:: DIRECTIVE ::
Edit the records below so that each "Habitat-count request" becomes "Point-marking request", and keep every other line and character as it is.

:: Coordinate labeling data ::
* * *

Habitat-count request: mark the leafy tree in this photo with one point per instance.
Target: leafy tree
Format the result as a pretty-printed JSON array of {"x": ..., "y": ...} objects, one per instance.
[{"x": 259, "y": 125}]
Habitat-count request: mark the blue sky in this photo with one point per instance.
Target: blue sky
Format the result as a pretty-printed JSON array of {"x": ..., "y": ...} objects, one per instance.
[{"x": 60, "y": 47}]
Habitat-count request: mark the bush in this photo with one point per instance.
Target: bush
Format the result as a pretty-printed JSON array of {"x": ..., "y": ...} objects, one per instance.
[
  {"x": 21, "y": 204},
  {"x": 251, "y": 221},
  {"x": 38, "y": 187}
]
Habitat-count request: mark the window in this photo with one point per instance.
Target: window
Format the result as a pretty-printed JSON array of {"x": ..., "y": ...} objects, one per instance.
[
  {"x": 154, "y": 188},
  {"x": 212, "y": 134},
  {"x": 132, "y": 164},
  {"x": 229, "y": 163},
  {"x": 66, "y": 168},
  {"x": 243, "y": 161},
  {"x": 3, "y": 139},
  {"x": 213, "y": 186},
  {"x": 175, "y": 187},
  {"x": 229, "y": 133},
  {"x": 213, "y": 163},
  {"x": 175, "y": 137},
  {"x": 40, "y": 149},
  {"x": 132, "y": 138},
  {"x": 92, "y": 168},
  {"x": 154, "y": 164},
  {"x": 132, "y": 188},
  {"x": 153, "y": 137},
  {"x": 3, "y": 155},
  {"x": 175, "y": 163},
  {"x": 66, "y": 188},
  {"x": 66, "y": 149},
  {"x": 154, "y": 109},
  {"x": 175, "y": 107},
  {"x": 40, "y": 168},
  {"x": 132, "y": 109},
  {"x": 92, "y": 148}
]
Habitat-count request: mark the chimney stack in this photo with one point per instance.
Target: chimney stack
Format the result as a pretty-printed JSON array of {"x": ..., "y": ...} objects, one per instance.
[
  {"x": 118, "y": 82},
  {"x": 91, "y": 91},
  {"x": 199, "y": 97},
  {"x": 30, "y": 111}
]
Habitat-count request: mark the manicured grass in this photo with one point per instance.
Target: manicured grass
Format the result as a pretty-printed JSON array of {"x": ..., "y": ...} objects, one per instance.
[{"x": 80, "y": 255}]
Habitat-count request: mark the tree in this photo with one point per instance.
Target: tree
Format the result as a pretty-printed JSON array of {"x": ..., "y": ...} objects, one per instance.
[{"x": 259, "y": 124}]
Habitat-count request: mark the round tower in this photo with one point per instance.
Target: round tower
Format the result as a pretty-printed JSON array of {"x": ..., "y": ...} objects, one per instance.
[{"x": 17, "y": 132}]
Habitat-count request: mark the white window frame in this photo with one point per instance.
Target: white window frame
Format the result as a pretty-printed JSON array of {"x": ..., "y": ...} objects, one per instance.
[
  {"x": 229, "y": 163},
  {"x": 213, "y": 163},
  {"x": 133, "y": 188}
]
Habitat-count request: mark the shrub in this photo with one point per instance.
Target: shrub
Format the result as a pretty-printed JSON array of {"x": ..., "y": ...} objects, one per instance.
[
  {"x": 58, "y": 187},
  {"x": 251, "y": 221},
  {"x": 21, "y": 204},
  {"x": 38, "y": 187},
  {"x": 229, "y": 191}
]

* * *

:: COMPLETE OUTPUT ::
Point-marking request: mark the leafy tree in this photo with one point per instance.
Target: leafy tree
Format the result as a pretty-printed JSON array of {"x": ..., "y": ...} objects, one per instance.
[{"x": 259, "y": 125}]
Point-marking request: mark the blue sky in this photo with one point per instance.
Target: blue sky
Format the result as a pretty-printed JSON array of {"x": ..., "y": ...} objects, one per instance.
[{"x": 60, "y": 47}]
Point-marking request: mark the bush in this photo with one point per instance.
Target: bush
Format the result as a pretty-printed JSON array of {"x": ..., "y": ...} objects, one per instance.
[
  {"x": 21, "y": 204},
  {"x": 251, "y": 221},
  {"x": 38, "y": 187}
]
Point-marking request: mark the window in this photo with one point per instance.
Target: window
Format the result as a pretty-printed JSON array of {"x": ..., "y": ...} objects, one per instance.
[
  {"x": 154, "y": 188},
  {"x": 212, "y": 134},
  {"x": 132, "y": 164},
  {"x": 229, "y": 163},
  {"x": 66, "y": 168},
  {"x": 243, "y": 161},
  {"x": 3, "y": 139},
  {"x": 213, "y": 186},
  {"x": 175, "y": 187},
  {"x": 229, "y": 133},
  {"x": 213, "y": 163},
  {"x": 175, "y": 137},
  {"x": 40, "y": 149},
  {"x": 132, "y": 138},
  {"x": 92, "y": 168},
  {"x": 154, "y": 164},
  {"x": 132, "y": 188},
  {"x": 153, "y": 137},
  {"x": 3, "y": 155},
  {"x": 175, "y": 163},
  {"x": 66, "y": 188},
  {"x": 66, "y": 149},
  {"x": 154, "y": 109},
  {"x": 175, "y": 107},
  {"x": 40, "y": 168},
  {"x": 132, "y": 109},
  {"x": 92, "y": 148}
]
Point-marking request: mark the chimney stack in this photo with one point per instance.
Target: chimney stack
Format the result as a pretty-printed JSON array of {"x": ..., "y": ...} objects, one per instance.
[
  {"x": 118, "y": 82},
  {"x": 91, "y": 91},
  {"x": 199, "y": 97},
  {"x": 30, "y": 111}
]
Point-marking request: mark the manicured grass in this photo with one point per instance.
Target: manicured grass
Format the result as a pretty-printed JSON array of {"x": ..., "y": ...} objects, one per instance.
[{"x": 80, "y": 255}]
Point-marking request: mark the tree in this photo with one point per instance.
Target: tree
Format the result as a pretty-printed JSON array of {"x": ..., "y": ...} objects, one per instance.
[{"x": 259, "y": 124}]
Point-marking request: mark the round tower in this photo with one point per instance.
Target: round tower
Format the result as a pretty-printed JSON array of {"x": ..., "y": ...} objects, one per instance.
[{"x": 17, "y": 132}]
Point-marking request: mark the white window frame in this photo with one point per instance.
Target: white window frame
Format the result as a pretty-printed JSON array of {"x": ..., "y": ...} objects, one per instance.
[
  {"x": 229, "y": 163},
  {"x": 213, "y": 163},
  {"x": 133, "y": 188}
]
Point-marking request: mark the shrub in this photo with one point per instance.
Target: shrub
Format the result as a pretty-printed JSON array of {"x": ..., "y": ...} objects, one per instance.
[
  {"x": 58, "y": 187},
  {"x": 251, "y": 221},
  {"x": 21, "y": 204},
  {"x": 38, "y": 187},
  {"x": 229, "y": 191}
]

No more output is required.